RECORDS FOR THE EXERCISE —
******************************
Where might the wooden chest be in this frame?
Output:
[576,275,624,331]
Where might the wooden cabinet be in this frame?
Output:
******************************
PROBLEM STATEMENT —
Shift every bounding box in the listing above by 34. Reproduce all lines, requests included, and add 34 to each coordinate in the answers.

TASK RESPONSE —
Where might the wooden chest be in this frame?
Output:
[610,309,658,365]
Where might the wooden cabinet be in this frame?
Output:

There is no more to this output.